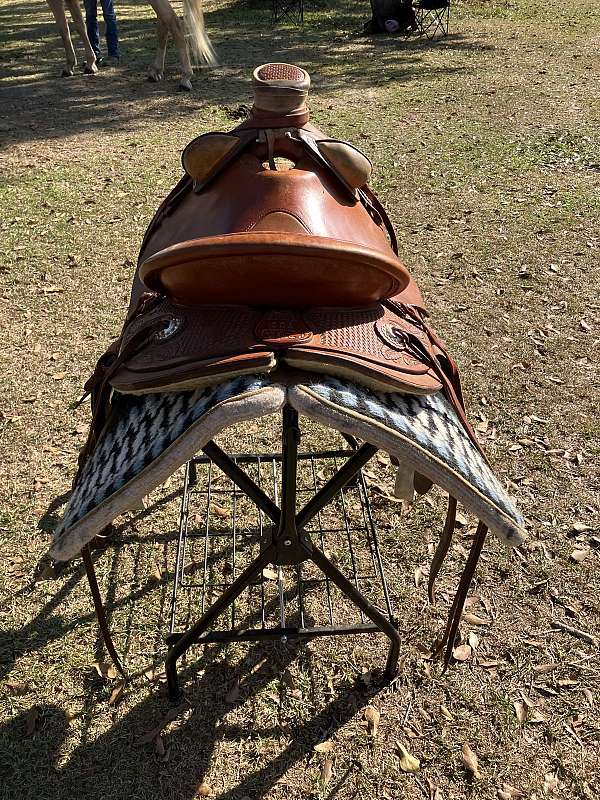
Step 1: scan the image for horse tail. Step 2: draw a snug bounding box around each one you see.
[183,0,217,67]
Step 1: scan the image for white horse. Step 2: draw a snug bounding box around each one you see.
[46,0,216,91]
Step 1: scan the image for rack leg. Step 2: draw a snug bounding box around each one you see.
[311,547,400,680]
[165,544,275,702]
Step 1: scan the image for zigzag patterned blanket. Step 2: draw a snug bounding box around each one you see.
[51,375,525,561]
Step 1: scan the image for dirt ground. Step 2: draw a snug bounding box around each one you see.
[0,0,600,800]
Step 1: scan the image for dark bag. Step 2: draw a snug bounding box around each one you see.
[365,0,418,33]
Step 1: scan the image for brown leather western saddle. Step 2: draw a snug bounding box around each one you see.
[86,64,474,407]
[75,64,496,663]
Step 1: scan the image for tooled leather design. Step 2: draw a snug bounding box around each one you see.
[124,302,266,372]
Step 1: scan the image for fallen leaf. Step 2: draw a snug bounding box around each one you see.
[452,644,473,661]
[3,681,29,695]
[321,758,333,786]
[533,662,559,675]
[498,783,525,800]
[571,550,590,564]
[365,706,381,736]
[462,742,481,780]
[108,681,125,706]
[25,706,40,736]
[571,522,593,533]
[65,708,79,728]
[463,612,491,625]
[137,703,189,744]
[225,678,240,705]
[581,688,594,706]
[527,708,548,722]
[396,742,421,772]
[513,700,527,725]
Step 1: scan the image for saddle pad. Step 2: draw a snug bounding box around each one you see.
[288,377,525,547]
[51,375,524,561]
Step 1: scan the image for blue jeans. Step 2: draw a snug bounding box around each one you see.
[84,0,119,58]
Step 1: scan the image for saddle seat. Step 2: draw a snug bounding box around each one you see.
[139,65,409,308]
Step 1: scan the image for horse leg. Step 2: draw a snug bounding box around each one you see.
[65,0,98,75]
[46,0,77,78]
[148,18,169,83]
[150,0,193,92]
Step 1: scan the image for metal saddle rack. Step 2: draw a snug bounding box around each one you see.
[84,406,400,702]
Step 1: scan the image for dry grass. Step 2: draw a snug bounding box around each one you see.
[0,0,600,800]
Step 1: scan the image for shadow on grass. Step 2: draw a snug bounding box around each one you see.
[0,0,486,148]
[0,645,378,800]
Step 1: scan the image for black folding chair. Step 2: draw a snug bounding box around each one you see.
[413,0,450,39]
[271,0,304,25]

----------------

§ AIM: Format the lines above as a Markdown table with the columns Index and Line, numbering each row and skipping blank lines. Leave the pictures out.

§ SOLUTION:
| Index | Line |
|---|---|
| 1 | Step 1: scan the image for horse tail. Step 2: draw a snug bounding box around each one you see. |
| 2 | [183,0,217,67] |
| 3 | Step 1: scan the image for white horse. Step 2: draw a snug bounding box around each one you see. |
| 4 | [46,0,216,91] |
| 5 | Step 1: scan the image for rack leg. Step 2: draw a snug bounding box around each one you see. |
| 6 | [311,547,400,680] |
| 7 | [165,544,275,702] |
| 8 | Step 1: scan the image for zigzag patterned blanket. Step 2: draw a snug bounding box around each one you see. |
| 9 | [51,375,525,561] |
| 10 | Step 1: scan the image for dirt ground. Step 2: draw a snug bounding box around each one you see. |
| 11 | [0,0,600,800] |
| 12 | Step 1: scan the image for dark bag. Step 2: draw a snug bounding box around each one you see. |
| 13 | [365,0,418,33] |
| 14 | Step 1: scan the image for brown leather western saddle. Step 2: draw a snug bounding box around each one you see. |
| 15 | [86,64,474,407] |
| 16 | [75,64,496,663] |
| 17 | Step 1: scan the image for tooled leather design. Step 2: draw a snug bounding box around each one you see. |
| 18 | [124,302,266,372] |
| 19 | Step 1: scan the image for fallen leaf. Step 2: draw a snug bounding box around each one you see. |
| 20 | [452,644,473,661] |
| 21 | [3,681,29,695] |
| 22 | [321,758,333,786] |
| 23 | [533,662,559,675] |
| 24 | [498,783,525,800] |
| 25 | [571,550,590,564] |
| 26 | [365,706,381,736] |
| 27 | [462,742,481,780] |
| 28 | [108,681,125,706] |
| 29 | [25,706,40,736] |
| 30 | [571,522,593,533] |
| 31 | [65,708,79,728] |
| 32 | [463,612,491,625] |
| 33 | [137,703,189,744] |
| 34 | [225,678,240,705] |
| 35 | [581,688,594,706] |
| 36 | [527,708,548,722] |
| 37 | [396,742,421,772] |
| 38 | [513,700,527,725] |
| 39 | Step 1: scan the image for saddle pad. Step 2: draw a snug bounding box around each one you see. |
| 40 | [288,377,525,547] |
| 41 | [51,375,524,561] |
| 42 | Step 1: scan the image for blue jeans. Step 2: draw a snug bounding box around each one you see. |
| 43 | [84,0,119,58] |
| 44 | Step 1: scan the image for saddle seat. Step 2: draw a snug bounding box around each one you see. |
| 45 | [139,65,409,308] |
| 46 | Step 1: scan the image for horse leg. Step 2: draw a snug bounding box around each one you see. |
| 47 | [65,0,98,75] |
| 48 | [46,0,77,78] |
| 49 | [148,18,169,83] |
| 50 | [150,0,193,92] |
| 51 | Step 1: scan the image for metal saddle rack. Step 2: draw a snug bounding box around each one you see. |
| 52 | [84,406,400,702] |
| 53 | Step 1: scan the image for dry grass. Step 2: draw a snug bounding box around each one you see. |
| 54 | [0,0,600,800] |
| 55 | Step 1: scan the image for shadow on grass. Step 2: draw a snug bounding box around each one you see. |
| 56 | [0,0,486,148] |
| 57 | [0,645,378,800] |
| 58 | Step 1: scan the image for black folding chair. Step 2: draw a snug bounding box around each one you see. |
| 59 | [413,0,450,39] |
| 60 | [271,0,304,25] |